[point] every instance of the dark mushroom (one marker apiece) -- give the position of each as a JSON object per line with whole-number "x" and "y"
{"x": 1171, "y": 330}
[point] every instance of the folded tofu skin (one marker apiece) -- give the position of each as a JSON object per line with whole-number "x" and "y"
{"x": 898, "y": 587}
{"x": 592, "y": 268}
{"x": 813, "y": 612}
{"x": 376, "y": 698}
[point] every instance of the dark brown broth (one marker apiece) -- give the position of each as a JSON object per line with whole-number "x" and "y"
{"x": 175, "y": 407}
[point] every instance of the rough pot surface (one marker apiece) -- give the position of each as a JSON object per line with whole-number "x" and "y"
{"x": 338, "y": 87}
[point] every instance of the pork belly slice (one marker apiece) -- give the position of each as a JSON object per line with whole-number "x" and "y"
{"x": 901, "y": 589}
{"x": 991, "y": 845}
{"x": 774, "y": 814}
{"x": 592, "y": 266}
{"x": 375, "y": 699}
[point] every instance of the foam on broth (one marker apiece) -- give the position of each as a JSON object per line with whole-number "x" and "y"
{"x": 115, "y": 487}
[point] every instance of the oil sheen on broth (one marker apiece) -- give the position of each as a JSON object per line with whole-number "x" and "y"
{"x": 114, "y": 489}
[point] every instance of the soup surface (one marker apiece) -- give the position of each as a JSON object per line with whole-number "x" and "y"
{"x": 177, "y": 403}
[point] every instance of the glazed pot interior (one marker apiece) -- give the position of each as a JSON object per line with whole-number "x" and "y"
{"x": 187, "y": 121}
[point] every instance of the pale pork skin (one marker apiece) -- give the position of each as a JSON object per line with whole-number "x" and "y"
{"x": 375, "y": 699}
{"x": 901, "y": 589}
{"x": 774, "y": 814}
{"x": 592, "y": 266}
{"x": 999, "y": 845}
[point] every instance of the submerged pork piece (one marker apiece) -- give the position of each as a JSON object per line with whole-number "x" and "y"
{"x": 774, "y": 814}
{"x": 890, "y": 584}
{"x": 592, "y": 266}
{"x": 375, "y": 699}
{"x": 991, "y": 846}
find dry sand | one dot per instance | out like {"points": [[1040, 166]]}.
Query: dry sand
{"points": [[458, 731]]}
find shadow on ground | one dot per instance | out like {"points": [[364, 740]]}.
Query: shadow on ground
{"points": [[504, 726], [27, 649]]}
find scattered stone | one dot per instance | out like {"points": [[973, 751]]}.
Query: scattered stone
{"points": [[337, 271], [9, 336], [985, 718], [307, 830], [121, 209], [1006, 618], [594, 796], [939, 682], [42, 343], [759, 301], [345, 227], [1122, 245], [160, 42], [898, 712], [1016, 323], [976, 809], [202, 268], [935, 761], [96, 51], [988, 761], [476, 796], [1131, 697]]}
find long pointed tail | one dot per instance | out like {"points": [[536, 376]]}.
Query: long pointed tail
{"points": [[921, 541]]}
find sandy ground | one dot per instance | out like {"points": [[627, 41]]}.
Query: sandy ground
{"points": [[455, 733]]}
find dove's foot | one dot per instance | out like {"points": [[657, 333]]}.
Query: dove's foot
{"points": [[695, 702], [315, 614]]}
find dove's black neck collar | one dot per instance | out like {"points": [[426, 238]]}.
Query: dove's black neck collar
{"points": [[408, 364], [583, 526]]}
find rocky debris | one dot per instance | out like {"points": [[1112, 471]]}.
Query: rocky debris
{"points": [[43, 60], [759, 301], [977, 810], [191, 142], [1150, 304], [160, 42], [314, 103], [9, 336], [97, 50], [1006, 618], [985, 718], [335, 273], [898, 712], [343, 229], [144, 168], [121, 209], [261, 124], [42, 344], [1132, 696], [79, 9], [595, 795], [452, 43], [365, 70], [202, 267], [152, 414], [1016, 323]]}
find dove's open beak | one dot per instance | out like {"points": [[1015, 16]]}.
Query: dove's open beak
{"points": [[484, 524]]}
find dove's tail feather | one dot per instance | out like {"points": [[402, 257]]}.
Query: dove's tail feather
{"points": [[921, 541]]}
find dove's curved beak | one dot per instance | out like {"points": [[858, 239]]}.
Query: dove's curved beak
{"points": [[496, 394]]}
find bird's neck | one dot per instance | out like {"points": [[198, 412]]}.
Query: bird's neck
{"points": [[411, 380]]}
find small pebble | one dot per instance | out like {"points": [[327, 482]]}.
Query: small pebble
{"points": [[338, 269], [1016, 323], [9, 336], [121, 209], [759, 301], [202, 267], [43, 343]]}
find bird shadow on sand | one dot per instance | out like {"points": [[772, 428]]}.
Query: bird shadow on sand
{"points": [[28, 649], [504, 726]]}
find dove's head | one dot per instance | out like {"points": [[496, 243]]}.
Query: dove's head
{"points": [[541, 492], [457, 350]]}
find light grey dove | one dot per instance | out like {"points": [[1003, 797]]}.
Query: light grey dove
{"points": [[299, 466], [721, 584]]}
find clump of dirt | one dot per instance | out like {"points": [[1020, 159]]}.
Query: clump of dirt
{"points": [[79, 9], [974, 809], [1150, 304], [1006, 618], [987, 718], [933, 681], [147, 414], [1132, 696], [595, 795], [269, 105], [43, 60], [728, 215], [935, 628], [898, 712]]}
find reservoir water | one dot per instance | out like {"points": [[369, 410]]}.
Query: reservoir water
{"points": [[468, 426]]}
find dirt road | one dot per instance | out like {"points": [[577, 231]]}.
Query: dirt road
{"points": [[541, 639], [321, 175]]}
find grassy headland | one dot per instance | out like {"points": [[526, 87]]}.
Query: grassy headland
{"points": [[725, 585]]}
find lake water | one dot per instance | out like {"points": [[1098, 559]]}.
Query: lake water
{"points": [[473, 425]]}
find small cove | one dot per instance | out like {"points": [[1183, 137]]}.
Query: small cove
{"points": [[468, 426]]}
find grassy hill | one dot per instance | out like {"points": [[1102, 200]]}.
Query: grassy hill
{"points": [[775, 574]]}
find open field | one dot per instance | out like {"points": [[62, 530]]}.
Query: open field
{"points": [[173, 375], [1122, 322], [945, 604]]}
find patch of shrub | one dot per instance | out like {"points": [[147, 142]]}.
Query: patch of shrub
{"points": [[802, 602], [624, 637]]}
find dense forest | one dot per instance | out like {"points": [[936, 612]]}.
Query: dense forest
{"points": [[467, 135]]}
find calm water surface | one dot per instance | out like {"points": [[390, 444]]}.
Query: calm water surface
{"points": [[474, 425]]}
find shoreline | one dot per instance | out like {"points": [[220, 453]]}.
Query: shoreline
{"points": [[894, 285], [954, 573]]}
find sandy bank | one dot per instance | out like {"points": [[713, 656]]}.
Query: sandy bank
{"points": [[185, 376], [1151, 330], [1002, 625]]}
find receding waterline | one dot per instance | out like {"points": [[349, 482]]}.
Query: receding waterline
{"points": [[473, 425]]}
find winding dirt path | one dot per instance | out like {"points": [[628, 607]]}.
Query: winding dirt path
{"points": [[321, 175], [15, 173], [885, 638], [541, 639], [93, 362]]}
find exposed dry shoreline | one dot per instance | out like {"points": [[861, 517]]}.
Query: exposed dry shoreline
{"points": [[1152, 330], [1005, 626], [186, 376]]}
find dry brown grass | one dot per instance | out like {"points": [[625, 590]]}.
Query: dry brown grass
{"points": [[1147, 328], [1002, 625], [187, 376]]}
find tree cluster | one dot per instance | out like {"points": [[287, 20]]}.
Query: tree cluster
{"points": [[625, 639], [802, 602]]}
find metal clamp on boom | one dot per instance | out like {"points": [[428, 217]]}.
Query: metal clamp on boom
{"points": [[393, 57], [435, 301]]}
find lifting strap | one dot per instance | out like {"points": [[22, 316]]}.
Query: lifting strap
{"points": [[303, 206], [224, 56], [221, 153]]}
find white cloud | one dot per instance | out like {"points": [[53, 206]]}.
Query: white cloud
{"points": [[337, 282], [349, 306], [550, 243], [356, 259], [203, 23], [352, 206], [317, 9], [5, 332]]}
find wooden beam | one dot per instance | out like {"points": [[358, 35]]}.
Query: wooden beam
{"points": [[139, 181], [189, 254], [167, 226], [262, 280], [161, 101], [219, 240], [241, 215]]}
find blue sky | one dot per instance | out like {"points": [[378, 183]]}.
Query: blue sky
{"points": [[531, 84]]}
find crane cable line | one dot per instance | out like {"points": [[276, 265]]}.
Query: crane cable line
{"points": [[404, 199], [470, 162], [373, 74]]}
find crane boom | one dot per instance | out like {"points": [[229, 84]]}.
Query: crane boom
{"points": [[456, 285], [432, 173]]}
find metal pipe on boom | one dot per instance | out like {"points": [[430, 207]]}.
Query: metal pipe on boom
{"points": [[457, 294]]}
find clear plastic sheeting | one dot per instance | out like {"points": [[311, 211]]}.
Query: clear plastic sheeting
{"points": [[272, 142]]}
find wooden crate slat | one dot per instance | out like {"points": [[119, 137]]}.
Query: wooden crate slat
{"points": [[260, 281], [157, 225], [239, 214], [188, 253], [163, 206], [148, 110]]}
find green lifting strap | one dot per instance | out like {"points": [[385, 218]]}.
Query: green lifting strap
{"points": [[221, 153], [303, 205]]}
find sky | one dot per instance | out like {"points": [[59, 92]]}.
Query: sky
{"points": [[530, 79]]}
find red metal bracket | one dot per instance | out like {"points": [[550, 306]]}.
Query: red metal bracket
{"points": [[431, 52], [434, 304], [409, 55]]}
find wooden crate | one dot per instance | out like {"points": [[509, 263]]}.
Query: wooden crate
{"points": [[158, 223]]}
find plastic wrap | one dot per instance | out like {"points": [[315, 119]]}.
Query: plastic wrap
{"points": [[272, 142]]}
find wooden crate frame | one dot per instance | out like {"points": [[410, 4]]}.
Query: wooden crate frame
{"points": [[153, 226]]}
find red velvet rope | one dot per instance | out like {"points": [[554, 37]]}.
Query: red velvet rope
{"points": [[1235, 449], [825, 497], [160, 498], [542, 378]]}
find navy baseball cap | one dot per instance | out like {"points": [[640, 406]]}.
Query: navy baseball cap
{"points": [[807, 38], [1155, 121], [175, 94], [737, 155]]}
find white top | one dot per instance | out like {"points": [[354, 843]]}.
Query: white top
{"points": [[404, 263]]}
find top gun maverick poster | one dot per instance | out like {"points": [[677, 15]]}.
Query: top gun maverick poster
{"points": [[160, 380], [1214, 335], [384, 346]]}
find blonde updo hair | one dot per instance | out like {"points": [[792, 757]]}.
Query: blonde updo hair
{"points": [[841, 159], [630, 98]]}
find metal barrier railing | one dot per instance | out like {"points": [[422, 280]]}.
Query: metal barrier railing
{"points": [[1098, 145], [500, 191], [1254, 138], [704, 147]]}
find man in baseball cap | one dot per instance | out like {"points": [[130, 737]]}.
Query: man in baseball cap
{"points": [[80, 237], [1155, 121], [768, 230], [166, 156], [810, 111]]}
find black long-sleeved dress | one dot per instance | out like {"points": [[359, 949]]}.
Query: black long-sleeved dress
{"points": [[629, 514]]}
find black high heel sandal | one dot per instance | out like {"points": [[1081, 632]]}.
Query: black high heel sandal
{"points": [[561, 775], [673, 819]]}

• • • •

▶ _Your task_:
The answer should be an exact copy of the lines from the one containing "Query: black long-sleeved dress" through the last line of the entries, both included.

▶ _Expected output_:
Query: black long-sleeved dress
{"points": [[629, 514]]}
find black high heel sandal | one dot per instance | out like {"points": [[1081, 632]]}.
Query: black high heel sandal
{"points": [[561, 775], [673, 819]]}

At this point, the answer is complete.